Prendre le contrôle des situations problématiques et co-construire

Je préfère postuler « qu’au départ, il faut tout construire » et préconiser une dynamique continue de co-construction entre les situations inattendues et problématiques, et les entreprises qui s’en emparent et y répondent de manière pertinente. Cette combinaison de réflexion et d’action produit des connaissances en constante évolution et s’articule autour de trois principes, applicables depuis l’arrêt de travail jusqu’au retour complet au poste.

Premier principe : l’organisation doit offrir des conditions favorables à cette démarche. A commencer par des acteurs (managers, collègues, RH, etc.) capables d’établir un rapport concret avec la réalité du travail avec/après le cancer, au-delà des postes et des tâches : rôles dans l’organisation, missions possibles, nature des différentes contributions, etc.

Le manager, figure souvent désignée pour occuper ce rôle, ne peut être seul face au salarié ; il doit être porté par ces différents acteurs, par les services de santé au travail, etc. Et ce ne sera pas forcément le manager direct, par exemple s’il n’est pas outillé pour faire face à ces situations où la souffrance et la mort sont présentes en toile de fond.

Données de pointage d'expressions référentielles:
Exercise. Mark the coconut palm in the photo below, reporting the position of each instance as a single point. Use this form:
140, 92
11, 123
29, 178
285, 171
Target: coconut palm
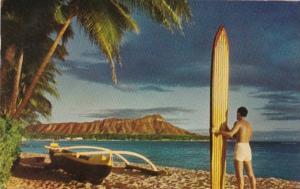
25, 40
105, 22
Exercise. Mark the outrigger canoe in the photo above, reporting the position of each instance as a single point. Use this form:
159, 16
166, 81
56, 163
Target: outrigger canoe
93, 165
83, 165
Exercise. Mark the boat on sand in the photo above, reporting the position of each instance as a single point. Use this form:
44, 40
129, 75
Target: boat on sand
93, 163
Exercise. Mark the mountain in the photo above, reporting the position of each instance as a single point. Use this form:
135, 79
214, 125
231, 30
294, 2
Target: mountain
148, 125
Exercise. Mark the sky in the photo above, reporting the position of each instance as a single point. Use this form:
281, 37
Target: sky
169, 73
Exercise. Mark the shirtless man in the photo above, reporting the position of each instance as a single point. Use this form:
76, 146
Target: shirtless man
242, 132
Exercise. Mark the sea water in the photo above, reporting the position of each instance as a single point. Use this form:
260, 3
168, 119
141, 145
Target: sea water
270, 159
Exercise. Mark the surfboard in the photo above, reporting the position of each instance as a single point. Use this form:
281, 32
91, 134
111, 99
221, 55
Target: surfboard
219, 107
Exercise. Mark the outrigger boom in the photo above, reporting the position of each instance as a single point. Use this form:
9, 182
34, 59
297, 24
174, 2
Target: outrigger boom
102, 151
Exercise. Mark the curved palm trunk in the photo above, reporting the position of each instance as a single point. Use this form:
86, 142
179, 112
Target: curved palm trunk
8, 60
15, 92
41, 69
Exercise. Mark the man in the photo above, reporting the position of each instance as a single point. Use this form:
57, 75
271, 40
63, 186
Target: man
242, 132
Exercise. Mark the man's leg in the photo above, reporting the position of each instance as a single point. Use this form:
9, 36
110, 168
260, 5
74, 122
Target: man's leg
249, 170
239, 169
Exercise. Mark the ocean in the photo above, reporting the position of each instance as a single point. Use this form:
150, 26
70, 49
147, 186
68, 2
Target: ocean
270, 159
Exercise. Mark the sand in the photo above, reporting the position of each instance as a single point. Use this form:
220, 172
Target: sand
32, 174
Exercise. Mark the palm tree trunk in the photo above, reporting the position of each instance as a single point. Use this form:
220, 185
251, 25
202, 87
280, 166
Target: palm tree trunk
15, 92
7, 61
41, 69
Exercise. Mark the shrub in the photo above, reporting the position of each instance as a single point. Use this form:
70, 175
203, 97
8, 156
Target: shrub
10, 138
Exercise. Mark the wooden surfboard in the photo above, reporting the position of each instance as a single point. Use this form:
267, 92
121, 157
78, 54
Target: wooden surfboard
218, 107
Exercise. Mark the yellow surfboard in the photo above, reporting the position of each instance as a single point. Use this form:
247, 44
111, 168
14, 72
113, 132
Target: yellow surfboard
219, 107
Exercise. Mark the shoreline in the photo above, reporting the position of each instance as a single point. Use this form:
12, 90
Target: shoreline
32, 174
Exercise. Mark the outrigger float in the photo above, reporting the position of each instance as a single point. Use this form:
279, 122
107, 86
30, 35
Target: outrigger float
93, 163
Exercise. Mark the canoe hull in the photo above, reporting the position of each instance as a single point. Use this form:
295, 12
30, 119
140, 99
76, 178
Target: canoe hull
94, 173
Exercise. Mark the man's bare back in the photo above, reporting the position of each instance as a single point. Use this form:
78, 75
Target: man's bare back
244, 134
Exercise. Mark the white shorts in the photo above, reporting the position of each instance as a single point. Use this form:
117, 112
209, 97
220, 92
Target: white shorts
242, 152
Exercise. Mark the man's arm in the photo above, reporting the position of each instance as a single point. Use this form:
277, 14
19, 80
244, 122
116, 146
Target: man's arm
231, 132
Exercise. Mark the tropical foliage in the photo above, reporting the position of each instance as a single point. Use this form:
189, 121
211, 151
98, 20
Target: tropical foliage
10, 138
105, 22
26, 32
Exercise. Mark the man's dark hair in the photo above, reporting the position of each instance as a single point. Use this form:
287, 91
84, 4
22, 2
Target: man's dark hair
243, 111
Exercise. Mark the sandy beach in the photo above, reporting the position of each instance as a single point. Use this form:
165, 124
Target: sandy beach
32, 174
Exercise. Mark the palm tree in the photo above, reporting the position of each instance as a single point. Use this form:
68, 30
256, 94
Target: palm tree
105, 22
25, 42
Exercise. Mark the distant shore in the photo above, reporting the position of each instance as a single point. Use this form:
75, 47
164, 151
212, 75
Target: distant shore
148, 137
31, 174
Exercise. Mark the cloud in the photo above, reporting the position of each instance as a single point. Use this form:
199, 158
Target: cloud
137, 112
281, 106
154, 88
264, 52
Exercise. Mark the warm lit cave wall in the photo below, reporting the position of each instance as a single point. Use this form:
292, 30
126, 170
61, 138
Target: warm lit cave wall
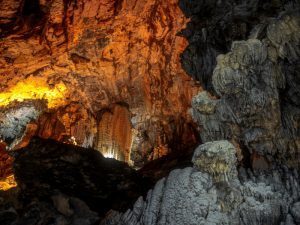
110, 70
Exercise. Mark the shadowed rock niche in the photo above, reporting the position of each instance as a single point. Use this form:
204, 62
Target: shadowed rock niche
109, 71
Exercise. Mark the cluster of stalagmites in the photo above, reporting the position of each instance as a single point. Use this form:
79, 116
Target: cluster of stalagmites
213, 191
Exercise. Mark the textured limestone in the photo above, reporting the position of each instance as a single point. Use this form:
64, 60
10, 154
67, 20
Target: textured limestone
258, 89
191, 196
105, 53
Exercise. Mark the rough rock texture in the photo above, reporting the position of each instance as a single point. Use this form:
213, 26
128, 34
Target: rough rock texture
99, 54
46, 165
215, 24
257, 83
61, 209
193, 196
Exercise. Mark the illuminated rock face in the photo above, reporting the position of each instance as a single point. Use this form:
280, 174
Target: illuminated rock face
96, 54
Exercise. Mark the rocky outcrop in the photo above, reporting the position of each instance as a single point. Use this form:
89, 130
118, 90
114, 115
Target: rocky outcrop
83, 173
258, 88
199, 195
85, 57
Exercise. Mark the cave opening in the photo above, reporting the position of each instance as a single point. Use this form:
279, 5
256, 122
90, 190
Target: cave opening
131, 112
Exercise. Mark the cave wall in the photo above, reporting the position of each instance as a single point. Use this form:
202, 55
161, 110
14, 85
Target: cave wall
246, 55
86, 56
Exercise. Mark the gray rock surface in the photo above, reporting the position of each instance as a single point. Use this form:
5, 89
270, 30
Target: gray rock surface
258, 87
14, 120
192, 196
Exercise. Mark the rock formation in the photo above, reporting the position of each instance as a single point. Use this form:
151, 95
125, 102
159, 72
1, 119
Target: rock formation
86, 57
257, 85
109, 78
212, 193
83, 173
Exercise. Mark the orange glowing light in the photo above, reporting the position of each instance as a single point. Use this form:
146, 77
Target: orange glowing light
8, 183
34, 88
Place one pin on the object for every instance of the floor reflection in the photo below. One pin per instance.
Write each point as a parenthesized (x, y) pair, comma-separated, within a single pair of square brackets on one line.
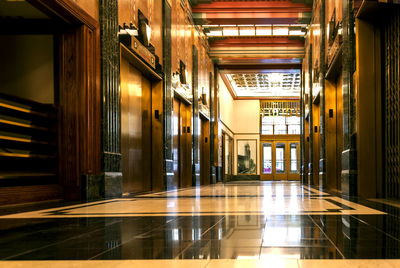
[(267, 236)]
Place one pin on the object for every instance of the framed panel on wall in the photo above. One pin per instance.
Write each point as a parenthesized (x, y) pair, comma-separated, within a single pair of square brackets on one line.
[(247, 157)]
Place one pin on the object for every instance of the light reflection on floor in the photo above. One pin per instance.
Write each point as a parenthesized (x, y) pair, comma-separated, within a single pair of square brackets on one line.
[(233, 225)]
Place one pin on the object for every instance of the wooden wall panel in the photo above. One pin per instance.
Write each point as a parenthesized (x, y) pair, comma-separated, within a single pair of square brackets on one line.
[(176, 141), (339, 132), (125, 12), (90, 6), (205, 152), (135, 129), (157, 137), (146, 115), (152, 10), (306, 149), (157, 29), (316, 143), (79, 100), (331, 166)]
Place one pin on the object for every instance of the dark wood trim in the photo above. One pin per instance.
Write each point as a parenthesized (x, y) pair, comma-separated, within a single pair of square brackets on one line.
[(234, 97), (67, 10), (226, 126), (228, 85), (139, 64), (25, 194)]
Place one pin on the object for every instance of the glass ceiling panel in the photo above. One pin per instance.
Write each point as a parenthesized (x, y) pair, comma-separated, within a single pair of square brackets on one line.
[(271, 84)]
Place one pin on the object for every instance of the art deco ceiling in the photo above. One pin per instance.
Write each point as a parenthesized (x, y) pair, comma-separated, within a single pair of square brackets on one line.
[(263, 85), (257, 45)]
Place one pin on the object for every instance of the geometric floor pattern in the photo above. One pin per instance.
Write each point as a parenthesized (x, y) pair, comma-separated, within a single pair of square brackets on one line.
[(243, 224)]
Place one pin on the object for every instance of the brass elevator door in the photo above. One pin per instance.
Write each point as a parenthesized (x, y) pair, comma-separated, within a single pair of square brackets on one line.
[(135, 129), (182, 144)]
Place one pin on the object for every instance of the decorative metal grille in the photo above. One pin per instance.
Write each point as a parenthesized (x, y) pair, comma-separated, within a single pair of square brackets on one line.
[(392, 104), (280, 108)]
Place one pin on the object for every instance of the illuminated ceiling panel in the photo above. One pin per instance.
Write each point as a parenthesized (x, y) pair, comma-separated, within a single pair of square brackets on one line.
[(261, 85)]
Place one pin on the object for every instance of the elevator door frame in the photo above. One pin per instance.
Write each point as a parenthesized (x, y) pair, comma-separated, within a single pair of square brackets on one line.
[(182, 143), (284, 176), (154, 124)]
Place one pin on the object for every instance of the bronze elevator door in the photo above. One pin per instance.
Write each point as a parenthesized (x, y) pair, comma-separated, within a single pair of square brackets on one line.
[(205, 152), (135, 129), (182, 144)]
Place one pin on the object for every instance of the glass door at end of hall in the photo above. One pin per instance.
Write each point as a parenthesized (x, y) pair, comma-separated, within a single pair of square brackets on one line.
[(280, 160)]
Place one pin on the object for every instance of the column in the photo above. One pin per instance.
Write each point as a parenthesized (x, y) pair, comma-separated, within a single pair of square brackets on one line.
[(349, 154)]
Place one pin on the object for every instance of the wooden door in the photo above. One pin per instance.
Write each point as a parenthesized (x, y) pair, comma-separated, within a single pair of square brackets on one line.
[(186, 139), (280, 160), (293, 160), (316, 144), (267, 156), (339, 132), (176, 128), (205, 152), (135, 129), (182, 144)]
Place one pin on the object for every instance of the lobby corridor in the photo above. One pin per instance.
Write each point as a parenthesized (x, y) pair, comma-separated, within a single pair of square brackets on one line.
[(240, 224)]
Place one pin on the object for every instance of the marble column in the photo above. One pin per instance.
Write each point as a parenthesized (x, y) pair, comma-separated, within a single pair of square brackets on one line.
[(111, 99), (349, 154), (168, 97), (310, 119), (195, 120), (213, 157), (322, 73), (302, 129)]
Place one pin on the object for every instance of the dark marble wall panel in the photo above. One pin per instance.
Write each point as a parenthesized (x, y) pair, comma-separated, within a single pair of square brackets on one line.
[(195, 118), (322, 69), (349, 154), (111, 129), (310, 120), (111, 100), (168, 95)]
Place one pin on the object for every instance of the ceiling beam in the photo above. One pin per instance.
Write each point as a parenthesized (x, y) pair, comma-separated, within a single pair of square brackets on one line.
[(252, 12), (257, 42)]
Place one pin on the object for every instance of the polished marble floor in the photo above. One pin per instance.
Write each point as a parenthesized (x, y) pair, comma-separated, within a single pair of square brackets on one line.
[(242, 224)]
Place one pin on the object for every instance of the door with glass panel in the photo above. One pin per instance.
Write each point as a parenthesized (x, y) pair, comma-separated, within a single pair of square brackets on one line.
[(266, 160), (280, 160), (293, 160)]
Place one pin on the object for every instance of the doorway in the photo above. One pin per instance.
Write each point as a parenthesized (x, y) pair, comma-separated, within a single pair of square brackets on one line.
[(135, 129), (182, 143), (205, 163), (280, 160), (227, 160)]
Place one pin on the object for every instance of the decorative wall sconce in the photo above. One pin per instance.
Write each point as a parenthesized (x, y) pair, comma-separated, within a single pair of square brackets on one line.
[(144, 29), (183, 72)]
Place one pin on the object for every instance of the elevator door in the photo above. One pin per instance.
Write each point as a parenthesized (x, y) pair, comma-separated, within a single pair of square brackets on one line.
[(182, 144), (280, 160), (135, 129), (205, 152)]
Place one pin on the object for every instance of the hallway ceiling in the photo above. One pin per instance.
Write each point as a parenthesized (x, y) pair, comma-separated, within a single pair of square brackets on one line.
[(245, 84), (264, 35)]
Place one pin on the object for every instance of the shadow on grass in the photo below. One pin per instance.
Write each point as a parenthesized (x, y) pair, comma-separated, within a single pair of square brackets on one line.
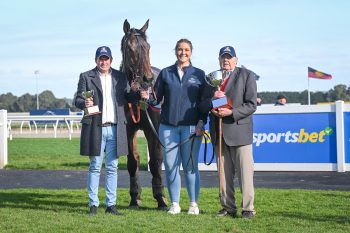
[(76, 165), (343, 219), (40, 201)]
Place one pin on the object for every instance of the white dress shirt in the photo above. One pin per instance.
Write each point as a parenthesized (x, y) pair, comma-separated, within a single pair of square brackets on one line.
[(109, 99)]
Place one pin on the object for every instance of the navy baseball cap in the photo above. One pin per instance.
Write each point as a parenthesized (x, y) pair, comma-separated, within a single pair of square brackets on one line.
[(103, 51), (227, 50)]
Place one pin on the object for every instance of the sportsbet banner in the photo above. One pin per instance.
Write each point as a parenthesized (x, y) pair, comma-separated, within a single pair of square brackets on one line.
[(295, 138), (291, 138)]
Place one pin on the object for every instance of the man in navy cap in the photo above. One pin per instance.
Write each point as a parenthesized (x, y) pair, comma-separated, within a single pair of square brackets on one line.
[(99, 135), (239, 85)]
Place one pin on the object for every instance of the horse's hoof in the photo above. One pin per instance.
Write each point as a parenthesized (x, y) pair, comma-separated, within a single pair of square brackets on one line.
[(135, 204), (134, 207), (163, 208), (162, 203)]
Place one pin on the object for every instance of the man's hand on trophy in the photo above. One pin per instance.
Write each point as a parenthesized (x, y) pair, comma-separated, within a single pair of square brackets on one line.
[(222, 112), (89, 102), (218, 94), (144, 94)]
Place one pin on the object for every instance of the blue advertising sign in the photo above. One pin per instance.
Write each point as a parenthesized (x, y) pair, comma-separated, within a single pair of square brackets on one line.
[(347, 136), (293, 138)]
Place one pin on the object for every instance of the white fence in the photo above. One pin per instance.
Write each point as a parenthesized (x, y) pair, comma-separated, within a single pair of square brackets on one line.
[(7, 121), (69, 120)]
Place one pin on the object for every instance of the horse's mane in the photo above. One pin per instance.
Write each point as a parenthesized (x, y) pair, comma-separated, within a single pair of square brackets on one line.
[(135, 50)]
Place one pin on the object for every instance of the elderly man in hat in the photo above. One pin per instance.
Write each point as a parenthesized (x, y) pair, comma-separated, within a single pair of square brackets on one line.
[(103, 129), (239, 85)]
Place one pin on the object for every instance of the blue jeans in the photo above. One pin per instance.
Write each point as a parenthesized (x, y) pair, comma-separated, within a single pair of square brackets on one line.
[(108, 143), (171, 136)]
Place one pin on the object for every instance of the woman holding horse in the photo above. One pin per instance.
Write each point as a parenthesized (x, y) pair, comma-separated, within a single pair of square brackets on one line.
[(181, 88)]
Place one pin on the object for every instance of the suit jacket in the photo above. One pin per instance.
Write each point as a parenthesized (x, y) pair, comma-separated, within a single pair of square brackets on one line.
[(237, 130), (91, 133)]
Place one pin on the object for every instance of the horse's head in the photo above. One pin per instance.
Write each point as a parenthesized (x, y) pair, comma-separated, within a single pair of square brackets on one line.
[(135, 51)]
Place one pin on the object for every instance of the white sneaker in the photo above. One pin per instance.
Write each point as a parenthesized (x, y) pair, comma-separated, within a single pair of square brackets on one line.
[(193, 209), (174, 209)]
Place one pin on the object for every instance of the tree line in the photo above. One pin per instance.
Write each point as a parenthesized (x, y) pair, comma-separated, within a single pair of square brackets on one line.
[(338, 92), (47, 99), (27, 102)]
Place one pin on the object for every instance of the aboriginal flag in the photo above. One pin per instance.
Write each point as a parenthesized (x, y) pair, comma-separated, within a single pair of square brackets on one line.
[(312, 73)]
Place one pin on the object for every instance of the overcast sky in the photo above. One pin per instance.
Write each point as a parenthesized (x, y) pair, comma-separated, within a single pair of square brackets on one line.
[(278, 40)]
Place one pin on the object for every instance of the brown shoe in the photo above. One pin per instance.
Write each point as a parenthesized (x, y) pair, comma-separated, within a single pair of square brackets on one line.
[(112, 210), (223, 213), (247, 214), (93, 210)]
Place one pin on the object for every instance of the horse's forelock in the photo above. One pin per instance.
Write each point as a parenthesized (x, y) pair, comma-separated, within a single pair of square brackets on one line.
[(135, 50)]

▶ [EXERCICES À RÉALISER]
1. D'après le texte sur le travail après un cancer, pourquoi la personne qui accompagne le salarié ne sera-t-elle pas forcément le manager direct ? Répondez en une à trois phrases.
2. Poursuivez le texte sur le travail après un cancer à partir de sa dernière phrase.

▶ [RÉPONSES PAR EXERCICE]
1. Le manager direct n'est pas toujours outillé pour faire face à ces situations où la souffrance et la mort sont présentes en toile de fond. Dans ce cas, le rôle peut revenir à un autre acteur.

2.
Une démarche pour innover et se transformer

Deuxième principe : la dynamique de co-construction « organisée » gagne à s’enrichir des conversations informelles du collaborateur avec ses managers, collègues, services RH, etc. D’après mon expérience, ces échanges « sans engagement et sans visée opérationnelle », consacrés à mon activité actuelle situation de travail, a mis en lumière des pistes et des idées possibles qui sont ensuite devenues des solutions provisoires. Ces dialogues ont également permis à mes managers et à moi-même, tout au long d’un parcours de soins toujours un peu chaotique, d’actualiser et de partager nos perceptions du contexte, par nature évolutif.

Troisième principe : se donner pour objectifs d’imaginer, d’expérimenter les possibles, de les ajuster, de transformer ce qui existe. Il s’agit de remodeler les situations de travail et, pourquoi pas, de conduire à des innovations pour l’ensemble de l’organisation. Il s’agit de coordonner les experts (santé, métiers de l’entreprise, juridiques, RH, administratifs, etc.) et les salariés concernés par la maladie, créant ainsi les conditions de leur coopération. Mais aussi de permettre la construction et le partage des savoirs expérientiels de ces salariés sur le travail avec et après le cancer.